## Work to be completed
Please report how many lines in the following material hold the string "below", giving only the number.
===== Record extracts =====
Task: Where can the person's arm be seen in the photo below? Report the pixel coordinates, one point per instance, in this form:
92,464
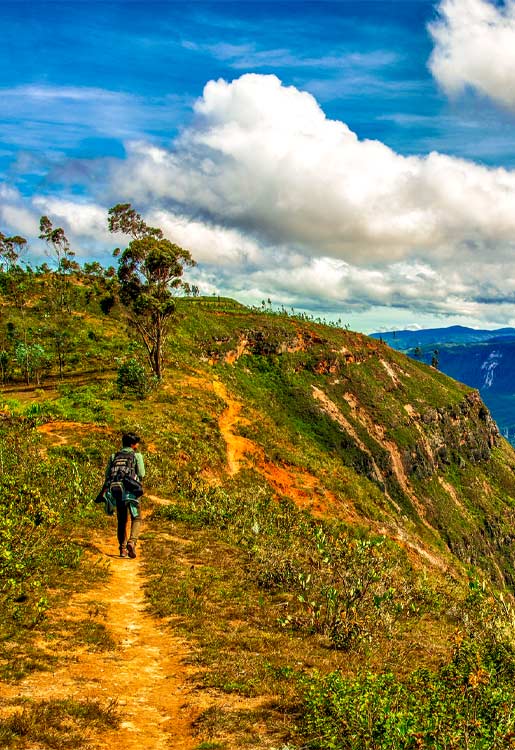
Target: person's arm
108,468
140,465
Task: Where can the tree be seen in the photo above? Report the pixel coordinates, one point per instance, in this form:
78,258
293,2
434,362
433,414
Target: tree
66,265
10,248
150,269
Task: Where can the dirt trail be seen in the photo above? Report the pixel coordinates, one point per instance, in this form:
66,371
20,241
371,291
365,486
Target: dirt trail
144,673
300,486
237,446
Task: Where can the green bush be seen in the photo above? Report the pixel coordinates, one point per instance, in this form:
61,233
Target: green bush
134,379
467,703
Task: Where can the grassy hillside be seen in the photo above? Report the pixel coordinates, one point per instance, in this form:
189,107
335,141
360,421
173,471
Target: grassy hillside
331,530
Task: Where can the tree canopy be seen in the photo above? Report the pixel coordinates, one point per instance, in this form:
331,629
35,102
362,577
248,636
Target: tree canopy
150,270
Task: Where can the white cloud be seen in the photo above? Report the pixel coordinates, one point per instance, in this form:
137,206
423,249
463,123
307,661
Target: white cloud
275,200
475,47
263,158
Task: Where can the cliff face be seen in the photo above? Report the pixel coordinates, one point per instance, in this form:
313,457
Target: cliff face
451,435
404,449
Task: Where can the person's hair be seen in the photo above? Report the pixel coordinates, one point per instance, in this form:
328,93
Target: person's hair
129,438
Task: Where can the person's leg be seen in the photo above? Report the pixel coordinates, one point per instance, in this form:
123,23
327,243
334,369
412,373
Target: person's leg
135,531
121,531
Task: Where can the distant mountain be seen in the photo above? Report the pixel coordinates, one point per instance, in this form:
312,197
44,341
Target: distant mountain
404,340
481,359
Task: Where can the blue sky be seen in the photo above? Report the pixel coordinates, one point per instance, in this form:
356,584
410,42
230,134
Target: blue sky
353,159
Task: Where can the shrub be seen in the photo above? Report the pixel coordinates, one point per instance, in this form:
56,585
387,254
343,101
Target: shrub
133,378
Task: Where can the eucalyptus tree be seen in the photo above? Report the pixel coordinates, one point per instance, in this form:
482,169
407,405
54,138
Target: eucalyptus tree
150,270
61,285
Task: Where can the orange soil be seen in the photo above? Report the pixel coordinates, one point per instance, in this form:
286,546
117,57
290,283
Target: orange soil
144,674
300,486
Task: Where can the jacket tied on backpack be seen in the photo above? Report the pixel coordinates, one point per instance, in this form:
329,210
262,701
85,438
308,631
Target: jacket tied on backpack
123,480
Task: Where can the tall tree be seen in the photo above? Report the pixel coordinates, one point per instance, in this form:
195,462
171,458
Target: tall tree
65,263
10,248
150,269
14,280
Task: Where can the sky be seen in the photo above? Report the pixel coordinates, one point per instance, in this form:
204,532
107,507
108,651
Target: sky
354,160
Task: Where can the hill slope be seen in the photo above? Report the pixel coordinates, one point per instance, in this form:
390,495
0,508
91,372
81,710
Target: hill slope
481,359
334,530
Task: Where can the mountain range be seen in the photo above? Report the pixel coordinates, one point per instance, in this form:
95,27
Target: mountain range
482,359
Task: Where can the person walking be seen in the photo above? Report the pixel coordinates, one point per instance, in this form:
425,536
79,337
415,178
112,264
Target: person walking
124,473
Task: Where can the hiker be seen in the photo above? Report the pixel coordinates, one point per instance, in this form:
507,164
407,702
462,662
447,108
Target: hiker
124,473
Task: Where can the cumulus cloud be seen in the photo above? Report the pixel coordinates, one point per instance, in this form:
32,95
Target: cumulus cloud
475,47
274,199
264,159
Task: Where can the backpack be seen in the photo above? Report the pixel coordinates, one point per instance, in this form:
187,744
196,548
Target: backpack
123,471
123,466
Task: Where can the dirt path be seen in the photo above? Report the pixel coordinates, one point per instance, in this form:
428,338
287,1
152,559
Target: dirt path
144,674
300,486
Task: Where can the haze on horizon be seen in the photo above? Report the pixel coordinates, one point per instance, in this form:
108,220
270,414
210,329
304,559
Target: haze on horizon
354,160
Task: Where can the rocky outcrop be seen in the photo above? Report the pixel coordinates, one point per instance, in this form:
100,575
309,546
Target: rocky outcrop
453,434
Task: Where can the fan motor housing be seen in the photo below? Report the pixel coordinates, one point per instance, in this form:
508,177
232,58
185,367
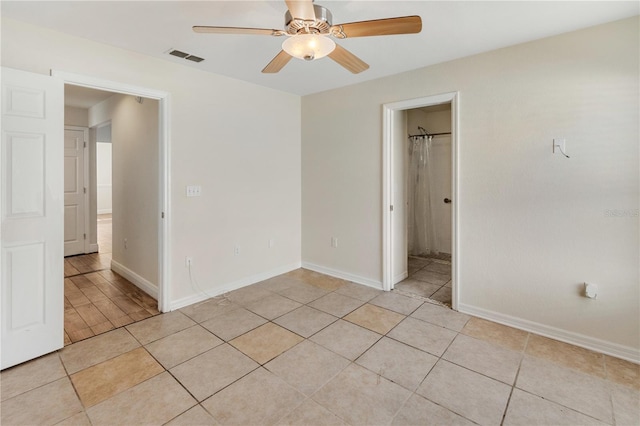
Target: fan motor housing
321,25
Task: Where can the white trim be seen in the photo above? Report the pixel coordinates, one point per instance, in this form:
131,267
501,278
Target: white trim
388,111
619,351
343,275
86,247
201,295
164,140
140,282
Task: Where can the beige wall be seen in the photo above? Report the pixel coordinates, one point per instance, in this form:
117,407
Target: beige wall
533,225
239,141
76,116
134,136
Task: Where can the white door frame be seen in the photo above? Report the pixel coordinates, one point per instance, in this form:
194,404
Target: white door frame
164,178
85,183
388,112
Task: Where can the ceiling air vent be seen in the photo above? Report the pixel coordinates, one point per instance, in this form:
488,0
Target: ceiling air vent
184,55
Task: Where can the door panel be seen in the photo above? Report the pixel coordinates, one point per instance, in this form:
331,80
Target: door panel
31,216
74,191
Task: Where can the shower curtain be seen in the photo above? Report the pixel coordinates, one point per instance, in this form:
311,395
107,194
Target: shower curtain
422,236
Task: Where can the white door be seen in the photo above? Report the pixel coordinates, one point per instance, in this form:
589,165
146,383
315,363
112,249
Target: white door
75,190
31,167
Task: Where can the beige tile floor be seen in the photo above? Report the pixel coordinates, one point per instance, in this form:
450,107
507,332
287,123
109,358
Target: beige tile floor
96,299
430,278
306,349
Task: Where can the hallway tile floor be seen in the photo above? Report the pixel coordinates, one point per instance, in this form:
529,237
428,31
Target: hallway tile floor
429,278
337,353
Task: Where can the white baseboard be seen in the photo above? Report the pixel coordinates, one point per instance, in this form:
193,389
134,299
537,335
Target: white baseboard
142,283
343,275
577,339
400,277
227,287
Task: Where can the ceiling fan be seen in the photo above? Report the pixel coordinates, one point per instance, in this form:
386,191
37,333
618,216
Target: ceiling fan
308,27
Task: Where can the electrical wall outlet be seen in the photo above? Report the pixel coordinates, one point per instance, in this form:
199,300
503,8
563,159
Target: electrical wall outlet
194,191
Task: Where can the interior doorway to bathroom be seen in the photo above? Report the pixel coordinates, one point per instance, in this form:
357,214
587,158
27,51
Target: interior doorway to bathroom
427,169
420,198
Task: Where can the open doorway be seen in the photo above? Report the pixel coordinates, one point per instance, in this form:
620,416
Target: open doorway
107,287
427,188
420,208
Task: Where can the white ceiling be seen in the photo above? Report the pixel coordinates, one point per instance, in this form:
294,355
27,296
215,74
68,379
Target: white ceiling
451,29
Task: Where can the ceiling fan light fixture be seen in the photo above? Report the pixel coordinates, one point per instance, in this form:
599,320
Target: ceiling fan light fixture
308,46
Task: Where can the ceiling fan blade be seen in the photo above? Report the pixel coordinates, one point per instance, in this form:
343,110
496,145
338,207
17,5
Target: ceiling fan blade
276,64
389,26
236,30
301,9
348,60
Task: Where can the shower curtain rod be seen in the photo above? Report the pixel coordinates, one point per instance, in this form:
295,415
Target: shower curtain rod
429,134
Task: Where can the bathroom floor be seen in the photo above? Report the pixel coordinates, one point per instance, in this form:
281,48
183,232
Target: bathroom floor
428,277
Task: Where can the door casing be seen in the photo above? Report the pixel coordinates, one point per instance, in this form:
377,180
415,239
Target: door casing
390,113
164,172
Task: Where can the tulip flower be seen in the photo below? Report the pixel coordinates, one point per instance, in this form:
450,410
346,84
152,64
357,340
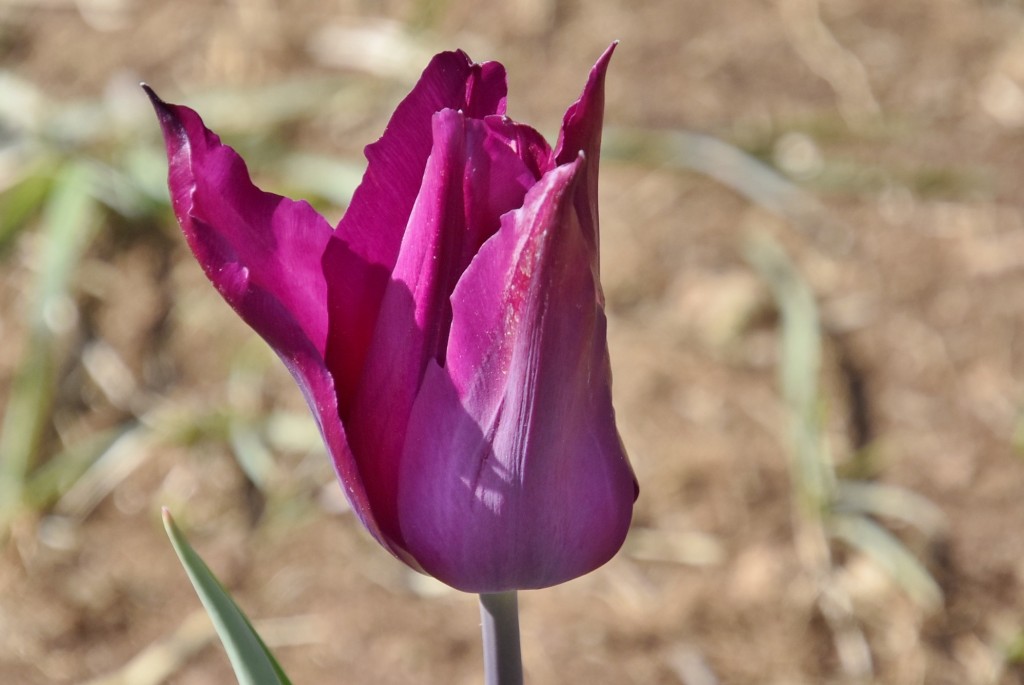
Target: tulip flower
449,335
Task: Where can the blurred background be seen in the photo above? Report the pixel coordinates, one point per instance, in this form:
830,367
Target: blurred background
813,257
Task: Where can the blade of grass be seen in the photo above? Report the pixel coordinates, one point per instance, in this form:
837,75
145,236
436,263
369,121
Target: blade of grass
800,365
68,222
19,202
891,502
252,661
887,551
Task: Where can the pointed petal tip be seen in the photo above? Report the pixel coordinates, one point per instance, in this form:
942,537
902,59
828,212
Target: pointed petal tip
169,119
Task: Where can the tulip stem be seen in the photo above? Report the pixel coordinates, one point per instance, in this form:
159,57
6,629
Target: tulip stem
500,622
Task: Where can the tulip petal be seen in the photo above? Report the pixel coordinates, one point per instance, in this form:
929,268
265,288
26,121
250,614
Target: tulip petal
513,474
365,248
471,178
261,252
581,132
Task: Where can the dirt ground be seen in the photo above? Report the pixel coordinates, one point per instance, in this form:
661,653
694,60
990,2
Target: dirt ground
900,126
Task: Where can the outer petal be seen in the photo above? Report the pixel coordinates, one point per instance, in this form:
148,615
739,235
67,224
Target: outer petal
582,133
513,474
261,252
471,178
365,248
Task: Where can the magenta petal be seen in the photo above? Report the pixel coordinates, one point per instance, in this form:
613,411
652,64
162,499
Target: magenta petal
513,474
261,252
365,249
582,133
471,178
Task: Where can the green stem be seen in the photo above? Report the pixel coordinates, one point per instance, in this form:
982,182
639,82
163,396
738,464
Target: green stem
500,622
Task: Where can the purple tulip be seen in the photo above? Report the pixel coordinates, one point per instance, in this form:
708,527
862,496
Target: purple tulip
449,335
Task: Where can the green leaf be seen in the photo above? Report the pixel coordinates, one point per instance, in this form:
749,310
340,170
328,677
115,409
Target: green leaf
69,219
887,551
252,661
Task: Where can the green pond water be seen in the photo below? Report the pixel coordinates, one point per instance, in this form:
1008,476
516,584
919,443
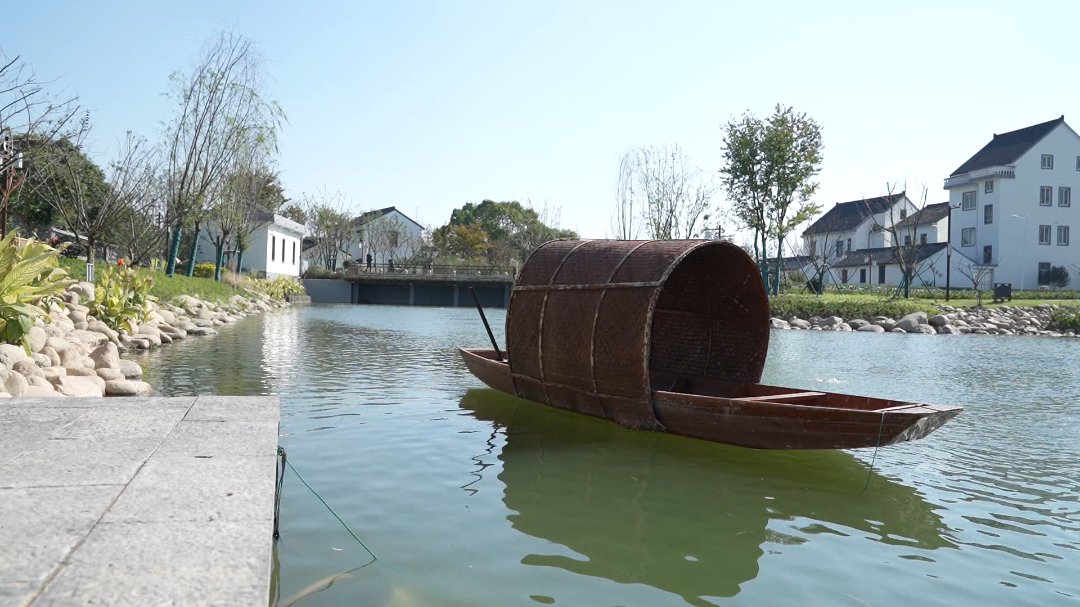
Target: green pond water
471,498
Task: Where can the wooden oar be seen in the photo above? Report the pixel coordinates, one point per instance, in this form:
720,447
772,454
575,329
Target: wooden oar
498,354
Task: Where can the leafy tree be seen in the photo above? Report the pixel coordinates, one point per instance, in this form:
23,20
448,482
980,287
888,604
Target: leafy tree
769,166
498,232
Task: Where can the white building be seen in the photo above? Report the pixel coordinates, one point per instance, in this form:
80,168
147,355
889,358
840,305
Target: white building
273,247
856,225
1012,203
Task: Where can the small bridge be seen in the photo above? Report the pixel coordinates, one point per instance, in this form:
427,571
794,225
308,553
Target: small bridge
430,284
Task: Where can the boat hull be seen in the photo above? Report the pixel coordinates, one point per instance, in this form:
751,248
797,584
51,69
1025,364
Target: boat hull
760,416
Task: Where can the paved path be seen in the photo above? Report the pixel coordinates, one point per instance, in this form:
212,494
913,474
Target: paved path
137,501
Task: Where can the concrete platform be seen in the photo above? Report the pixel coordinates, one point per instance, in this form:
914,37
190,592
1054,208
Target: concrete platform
137,501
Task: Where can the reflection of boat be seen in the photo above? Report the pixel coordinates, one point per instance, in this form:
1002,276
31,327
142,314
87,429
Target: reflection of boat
684,516
672,336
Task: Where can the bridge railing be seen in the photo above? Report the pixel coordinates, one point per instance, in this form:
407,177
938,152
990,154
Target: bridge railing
431,271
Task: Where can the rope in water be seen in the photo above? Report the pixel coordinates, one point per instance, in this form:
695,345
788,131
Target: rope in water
284,459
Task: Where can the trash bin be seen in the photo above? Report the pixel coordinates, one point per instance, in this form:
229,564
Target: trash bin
1002,292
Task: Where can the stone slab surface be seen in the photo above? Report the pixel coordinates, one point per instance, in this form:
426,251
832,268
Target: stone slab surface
137,501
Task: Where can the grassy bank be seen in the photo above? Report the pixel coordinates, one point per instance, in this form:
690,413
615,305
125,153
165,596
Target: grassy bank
165,287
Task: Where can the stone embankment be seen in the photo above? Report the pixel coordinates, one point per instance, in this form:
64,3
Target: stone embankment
75,354
1007,320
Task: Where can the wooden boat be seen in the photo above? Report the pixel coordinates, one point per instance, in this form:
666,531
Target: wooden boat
672,336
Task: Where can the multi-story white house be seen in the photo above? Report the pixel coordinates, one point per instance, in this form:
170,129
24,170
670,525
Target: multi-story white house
856,225
273,246
1012,203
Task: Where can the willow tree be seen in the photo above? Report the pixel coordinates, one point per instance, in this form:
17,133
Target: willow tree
220,105
769,166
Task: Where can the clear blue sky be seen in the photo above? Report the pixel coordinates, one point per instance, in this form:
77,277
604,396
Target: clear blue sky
430,105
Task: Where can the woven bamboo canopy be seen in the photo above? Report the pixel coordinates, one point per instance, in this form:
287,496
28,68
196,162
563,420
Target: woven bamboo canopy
594,326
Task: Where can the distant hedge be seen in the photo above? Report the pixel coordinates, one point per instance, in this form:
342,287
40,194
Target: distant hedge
847,307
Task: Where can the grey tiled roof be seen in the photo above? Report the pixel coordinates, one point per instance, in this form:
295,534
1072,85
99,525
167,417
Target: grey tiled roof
1008,147
849,215
930,214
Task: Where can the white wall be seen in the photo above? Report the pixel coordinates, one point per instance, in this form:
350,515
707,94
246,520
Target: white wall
1015,242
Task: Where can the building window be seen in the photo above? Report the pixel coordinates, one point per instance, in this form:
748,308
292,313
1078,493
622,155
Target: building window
1043,234
969,200
968,237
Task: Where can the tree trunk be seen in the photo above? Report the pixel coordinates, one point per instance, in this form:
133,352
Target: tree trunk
174,250
194,251
218,259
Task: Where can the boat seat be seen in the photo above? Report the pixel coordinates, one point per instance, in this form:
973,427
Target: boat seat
788,396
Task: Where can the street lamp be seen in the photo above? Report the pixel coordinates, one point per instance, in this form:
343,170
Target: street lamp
1023,248
948,252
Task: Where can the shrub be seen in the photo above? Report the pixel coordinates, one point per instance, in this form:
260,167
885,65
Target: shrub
844,306
122,297
279,287
1065,319
30,280
204,270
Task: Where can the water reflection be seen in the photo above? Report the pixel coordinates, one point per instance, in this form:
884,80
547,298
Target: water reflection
618,499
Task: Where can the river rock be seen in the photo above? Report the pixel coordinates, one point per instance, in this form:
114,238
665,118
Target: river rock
910,321
799,323
73,386
109,374
15,383
37,337
937,320
126,388
27,367
131,369
106,355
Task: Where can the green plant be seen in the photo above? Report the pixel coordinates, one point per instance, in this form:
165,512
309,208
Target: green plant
204,270
1065,320
122,297
31,280
279,287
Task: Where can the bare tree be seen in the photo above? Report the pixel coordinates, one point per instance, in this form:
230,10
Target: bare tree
26,112
221,108
69,183
672,197
332,228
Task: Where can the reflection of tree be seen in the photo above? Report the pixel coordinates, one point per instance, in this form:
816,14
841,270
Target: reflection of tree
684,516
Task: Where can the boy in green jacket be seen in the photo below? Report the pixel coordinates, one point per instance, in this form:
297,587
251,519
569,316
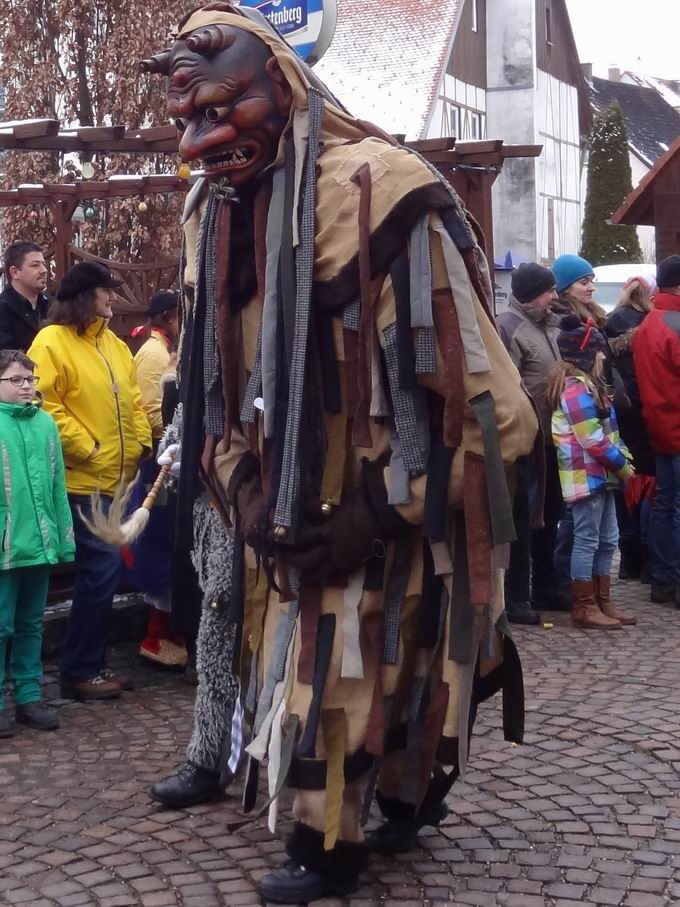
=====
## Result
5